OBJECTIVE ▸ Please pull out each line of the data below that includes the word "meat", and copy those lines unchanged.
------ DATA LINES ------
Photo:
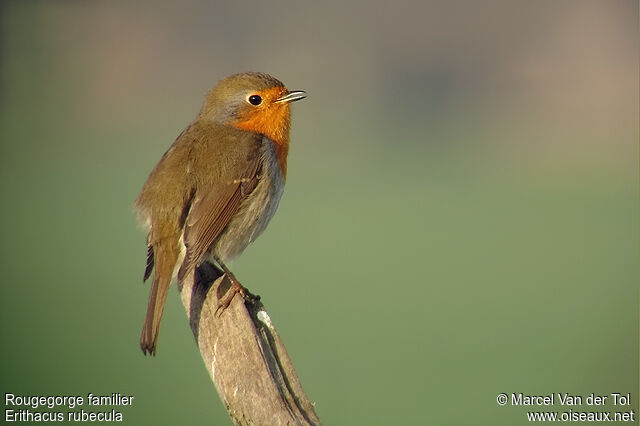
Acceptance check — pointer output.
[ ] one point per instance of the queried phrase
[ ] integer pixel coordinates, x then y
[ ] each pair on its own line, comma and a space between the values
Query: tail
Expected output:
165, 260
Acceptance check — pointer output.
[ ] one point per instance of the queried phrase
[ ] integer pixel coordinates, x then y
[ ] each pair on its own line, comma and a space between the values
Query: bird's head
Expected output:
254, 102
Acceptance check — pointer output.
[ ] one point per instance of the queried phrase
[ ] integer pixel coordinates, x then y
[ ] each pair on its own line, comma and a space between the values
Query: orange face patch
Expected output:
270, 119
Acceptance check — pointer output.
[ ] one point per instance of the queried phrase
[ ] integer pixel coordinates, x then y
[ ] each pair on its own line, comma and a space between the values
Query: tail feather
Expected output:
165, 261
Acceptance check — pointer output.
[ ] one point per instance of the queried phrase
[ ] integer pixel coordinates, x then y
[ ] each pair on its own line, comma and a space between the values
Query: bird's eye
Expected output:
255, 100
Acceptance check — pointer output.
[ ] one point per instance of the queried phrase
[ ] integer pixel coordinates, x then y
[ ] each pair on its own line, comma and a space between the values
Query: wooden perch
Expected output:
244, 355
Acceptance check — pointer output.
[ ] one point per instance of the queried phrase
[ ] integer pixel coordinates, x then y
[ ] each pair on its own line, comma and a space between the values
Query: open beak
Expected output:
------
------ DATA LINES ------
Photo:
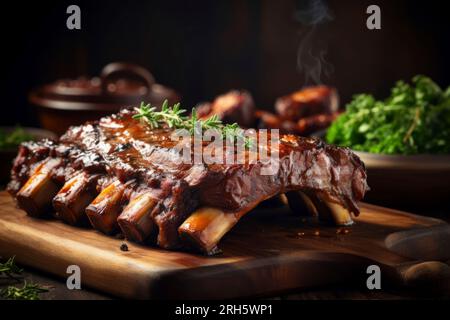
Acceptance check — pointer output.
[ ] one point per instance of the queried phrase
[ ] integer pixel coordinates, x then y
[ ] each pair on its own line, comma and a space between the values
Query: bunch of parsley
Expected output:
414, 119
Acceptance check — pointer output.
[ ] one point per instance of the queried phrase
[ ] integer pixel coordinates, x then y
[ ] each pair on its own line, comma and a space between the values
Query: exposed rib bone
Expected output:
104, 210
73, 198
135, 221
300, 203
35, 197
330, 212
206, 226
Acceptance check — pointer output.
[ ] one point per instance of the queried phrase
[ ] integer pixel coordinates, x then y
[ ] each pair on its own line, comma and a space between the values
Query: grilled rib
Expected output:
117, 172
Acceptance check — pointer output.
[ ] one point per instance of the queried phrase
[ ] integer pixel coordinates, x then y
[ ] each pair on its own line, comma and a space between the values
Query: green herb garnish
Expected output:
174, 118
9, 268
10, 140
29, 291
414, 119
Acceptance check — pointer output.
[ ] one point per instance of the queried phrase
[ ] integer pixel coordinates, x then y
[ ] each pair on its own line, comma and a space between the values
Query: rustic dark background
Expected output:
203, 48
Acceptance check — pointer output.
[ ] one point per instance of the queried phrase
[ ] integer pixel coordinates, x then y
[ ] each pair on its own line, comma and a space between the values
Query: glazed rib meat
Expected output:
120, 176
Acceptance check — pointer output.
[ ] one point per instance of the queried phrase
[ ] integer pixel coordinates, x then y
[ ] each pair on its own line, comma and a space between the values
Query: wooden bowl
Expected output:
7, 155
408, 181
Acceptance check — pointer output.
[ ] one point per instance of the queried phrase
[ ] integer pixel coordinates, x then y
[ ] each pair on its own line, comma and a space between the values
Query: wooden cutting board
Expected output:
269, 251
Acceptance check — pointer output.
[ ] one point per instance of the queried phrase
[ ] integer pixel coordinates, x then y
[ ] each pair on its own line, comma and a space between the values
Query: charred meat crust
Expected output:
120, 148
------
WRITTEN RESPONSE ▸
Query: glazed rib meat
Query: charred meat crust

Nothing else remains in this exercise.